* Requests:
• a. In the report on the defence policy review, in what year was the current National Defence Policy promulgated?
• b. Turn the paragraph of the report on the defence policy review that begins "The News Agency of Nigeria" into a short list of its main facts.
• c. Write the next part of the report on the defence policy review, continuing after its final sentence.

* Page:
— Begin —
The News Agency of Nigeria (NAN) reports that the committee has 28 members with AVM. Mohammed Umar (rtd) as its Chairman, and Maj.-Gen. A. Adewuyi as its Vice Chairman.
Speaking at the inauguration ceremony, Gusau said that the current National Defence Policy was promulgated in 2006.
“Since then the nation has undergone a lot of transformation in terms of developments as well as security challenges.
“There are also new developments and challenges in the global environment that had direct impact on our national defence and security.
“All these highlight the need for the review of the National Defence Policy in order to bring it in line with the new developments, emerging and anticipated threats and challenges.“
The minister drew the attention of the members to the terms of reference in the convening order and some fundamental issues for their consideration.
 He said that the 1999 Constitution 14(2)(b) states that the security and welfare of the people is primary purpose of government. Section 14(2)(c) states that the participation of the people in their government shall be ensured.
He said that security embodied the defence of sovereignty, but the constitution was silent on how people should participate in defending the country.
The minister also drew the attention of the members to the mention of the Armed Forces of the Federation in Section 217(1&2) of the Constitution under the Executive, saying that it did not capture the concept of total defence which most countries had adopted.
According to him, this myopia results in the conceptualisation and implementation of the defence policy as that which affect the armed forces primarily, adding that such an idea was inconsistent with the culture of participatory democracy.
— End —
* Data extract:
— Begin —
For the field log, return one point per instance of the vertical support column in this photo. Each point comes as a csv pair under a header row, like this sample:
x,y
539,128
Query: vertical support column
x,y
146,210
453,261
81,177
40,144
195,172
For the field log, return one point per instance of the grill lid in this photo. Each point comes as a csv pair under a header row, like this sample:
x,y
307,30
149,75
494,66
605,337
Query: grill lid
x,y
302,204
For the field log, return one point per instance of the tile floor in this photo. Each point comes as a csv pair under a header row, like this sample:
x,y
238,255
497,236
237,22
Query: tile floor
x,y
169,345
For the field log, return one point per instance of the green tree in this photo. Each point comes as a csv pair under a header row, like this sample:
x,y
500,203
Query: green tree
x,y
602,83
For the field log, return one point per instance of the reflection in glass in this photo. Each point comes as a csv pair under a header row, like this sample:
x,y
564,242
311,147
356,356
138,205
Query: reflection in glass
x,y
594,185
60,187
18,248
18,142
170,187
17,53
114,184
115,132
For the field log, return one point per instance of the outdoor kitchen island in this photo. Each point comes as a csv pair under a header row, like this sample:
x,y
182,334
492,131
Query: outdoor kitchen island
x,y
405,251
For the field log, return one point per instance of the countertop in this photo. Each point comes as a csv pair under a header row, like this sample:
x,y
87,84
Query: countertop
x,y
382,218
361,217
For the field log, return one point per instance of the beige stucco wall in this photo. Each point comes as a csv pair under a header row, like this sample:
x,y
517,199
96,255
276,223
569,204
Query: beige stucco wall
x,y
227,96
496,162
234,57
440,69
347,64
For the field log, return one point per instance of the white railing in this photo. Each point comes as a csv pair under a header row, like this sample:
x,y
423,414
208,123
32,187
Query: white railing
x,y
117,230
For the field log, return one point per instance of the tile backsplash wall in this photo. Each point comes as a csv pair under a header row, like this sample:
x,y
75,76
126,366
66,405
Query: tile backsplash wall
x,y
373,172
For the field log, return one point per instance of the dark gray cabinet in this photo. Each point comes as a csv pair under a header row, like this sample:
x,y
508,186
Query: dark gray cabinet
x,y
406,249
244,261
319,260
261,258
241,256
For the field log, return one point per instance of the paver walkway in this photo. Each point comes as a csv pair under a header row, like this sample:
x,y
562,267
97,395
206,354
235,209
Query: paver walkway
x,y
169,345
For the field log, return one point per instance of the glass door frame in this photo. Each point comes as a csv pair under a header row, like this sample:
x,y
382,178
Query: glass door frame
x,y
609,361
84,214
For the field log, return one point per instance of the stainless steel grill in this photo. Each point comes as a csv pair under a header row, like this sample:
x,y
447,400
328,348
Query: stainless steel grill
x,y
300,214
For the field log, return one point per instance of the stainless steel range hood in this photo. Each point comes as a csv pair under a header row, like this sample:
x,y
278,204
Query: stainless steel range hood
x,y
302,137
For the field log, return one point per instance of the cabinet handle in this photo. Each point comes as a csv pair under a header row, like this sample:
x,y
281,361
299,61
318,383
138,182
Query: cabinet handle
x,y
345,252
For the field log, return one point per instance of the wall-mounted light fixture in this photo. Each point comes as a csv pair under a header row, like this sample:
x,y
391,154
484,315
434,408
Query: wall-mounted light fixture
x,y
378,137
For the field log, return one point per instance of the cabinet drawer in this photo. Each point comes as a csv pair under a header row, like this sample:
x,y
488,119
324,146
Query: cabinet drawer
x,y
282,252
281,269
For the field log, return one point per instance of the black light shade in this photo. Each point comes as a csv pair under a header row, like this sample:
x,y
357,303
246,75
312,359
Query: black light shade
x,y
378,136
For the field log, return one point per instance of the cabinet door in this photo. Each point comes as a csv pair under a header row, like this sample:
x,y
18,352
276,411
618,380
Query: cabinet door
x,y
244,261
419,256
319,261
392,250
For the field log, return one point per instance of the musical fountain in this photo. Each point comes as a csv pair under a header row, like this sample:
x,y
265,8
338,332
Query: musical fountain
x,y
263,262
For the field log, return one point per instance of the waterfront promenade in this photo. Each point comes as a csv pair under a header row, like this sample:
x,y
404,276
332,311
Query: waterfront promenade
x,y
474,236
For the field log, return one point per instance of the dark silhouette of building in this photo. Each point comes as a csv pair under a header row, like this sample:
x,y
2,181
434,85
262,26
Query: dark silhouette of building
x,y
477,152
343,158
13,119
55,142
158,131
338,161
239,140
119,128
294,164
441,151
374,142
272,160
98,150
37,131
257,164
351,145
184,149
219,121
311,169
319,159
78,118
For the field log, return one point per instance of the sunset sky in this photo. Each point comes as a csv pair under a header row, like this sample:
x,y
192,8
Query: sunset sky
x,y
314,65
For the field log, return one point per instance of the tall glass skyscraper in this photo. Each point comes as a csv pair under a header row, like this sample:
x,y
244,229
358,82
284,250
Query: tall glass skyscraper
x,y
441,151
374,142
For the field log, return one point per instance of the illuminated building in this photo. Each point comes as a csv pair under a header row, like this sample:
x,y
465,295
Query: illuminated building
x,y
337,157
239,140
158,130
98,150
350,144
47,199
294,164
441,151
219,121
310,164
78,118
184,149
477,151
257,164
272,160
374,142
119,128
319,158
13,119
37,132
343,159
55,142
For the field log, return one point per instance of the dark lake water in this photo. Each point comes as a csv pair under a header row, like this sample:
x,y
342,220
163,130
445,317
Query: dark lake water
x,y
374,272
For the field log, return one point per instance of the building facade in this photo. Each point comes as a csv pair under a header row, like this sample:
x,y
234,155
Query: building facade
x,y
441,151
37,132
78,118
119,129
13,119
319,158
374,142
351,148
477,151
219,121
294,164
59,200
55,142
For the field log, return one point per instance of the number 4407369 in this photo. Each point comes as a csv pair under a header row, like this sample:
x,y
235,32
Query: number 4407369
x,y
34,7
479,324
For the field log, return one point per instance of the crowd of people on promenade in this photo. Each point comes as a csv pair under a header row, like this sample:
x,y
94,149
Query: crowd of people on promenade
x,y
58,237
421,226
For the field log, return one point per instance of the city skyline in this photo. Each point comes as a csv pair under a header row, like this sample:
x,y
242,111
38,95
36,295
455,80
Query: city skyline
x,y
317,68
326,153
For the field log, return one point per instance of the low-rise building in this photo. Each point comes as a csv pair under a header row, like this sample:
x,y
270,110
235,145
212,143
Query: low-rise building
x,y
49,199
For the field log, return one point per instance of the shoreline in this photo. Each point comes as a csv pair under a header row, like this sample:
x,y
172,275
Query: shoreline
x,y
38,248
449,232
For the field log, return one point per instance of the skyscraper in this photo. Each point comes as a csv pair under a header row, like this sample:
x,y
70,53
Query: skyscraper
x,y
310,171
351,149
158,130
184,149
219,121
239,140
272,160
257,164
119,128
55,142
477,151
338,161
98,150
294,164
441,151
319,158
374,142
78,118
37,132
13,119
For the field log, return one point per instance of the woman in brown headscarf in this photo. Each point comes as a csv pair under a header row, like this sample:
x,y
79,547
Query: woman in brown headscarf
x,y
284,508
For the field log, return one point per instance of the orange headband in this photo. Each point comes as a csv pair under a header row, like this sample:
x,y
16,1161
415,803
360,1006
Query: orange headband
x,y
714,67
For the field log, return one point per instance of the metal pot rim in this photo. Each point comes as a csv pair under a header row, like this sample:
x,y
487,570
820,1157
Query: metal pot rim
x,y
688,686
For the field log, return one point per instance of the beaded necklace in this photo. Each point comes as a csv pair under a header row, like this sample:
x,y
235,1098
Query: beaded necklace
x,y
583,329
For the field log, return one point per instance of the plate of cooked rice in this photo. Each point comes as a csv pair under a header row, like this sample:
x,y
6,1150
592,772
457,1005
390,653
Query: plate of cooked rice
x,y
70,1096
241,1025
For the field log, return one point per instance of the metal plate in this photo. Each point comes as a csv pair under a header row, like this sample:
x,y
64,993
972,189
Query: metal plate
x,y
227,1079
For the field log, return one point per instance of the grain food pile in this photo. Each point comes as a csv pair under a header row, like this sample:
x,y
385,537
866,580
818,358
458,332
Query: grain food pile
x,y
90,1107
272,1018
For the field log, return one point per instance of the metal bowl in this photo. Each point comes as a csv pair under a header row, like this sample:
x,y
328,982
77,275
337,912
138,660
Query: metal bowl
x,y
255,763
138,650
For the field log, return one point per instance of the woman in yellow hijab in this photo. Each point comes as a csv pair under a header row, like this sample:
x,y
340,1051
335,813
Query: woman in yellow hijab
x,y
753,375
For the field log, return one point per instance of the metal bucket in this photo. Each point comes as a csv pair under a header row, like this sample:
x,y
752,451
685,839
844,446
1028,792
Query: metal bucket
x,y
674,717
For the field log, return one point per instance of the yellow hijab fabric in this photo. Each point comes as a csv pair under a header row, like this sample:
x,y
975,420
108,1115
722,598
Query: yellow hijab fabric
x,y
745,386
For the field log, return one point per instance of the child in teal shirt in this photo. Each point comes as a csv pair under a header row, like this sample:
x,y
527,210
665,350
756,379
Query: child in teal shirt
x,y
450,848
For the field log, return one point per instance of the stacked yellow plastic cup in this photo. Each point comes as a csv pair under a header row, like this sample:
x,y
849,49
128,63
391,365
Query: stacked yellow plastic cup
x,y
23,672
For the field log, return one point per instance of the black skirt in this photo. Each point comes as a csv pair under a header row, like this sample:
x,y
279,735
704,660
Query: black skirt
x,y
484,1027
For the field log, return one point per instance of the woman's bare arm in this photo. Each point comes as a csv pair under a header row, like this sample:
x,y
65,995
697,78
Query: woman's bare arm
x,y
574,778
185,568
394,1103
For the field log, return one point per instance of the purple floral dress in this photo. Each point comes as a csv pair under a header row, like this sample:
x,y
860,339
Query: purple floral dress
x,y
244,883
— End —
* Task-by-task outputs:
• a. 2006

• b.
- The committee has 28 members.
- AVM. Mohammed Umar (rtd) is Chairman.
- Maj.-Gen. A. Adewuyi is Vice Chairman.

• c.
“Recent challenges suggest that the Armed Forces of Nigeria had not met the intent of the Constitution for “adequate and effective management for defence aggression, maintenance of territorial integrity and the suppression of insurrection.
“Illegality has resulted through the ad-hoc creation of armed militias to fill the gaps created by the inadequacies of official police and armed forces.
“Fresh thinking is required to create an effective policy on national defence to meet present and future challenges.
“Mere revision of existing dogma will not do; review of NNDP 2006 will benefit from inputs of experts on national security/intelligence, defence, civil society, industry, technology, and public-private partnership.“
Gusau said that reviewing the NNDP was key to effective national defence of the country.
He said that the committee members were selected based on their individual merits and competences.
He, therefore, urged them to remain committed and dedicated to their assigned tasks to be able to come up with a comprehensive and acceptable document within the stipulated period.
The minister expressed confidence that the members would justify the confidence reposed in them.
He said the committee was expected to submit 12 copies of its drafts report on the review of the NNDP to the convening authority not later than three months from the date of the inauguration.
Responding on behalf of the members of the committee, Umaru said that it was proper to carry out periodic review of the defence policy to reflect the nation’s current strategic environmental and security realities.
He assured that the committee would carry out the assignment with all seriousness, dedication and responsibility.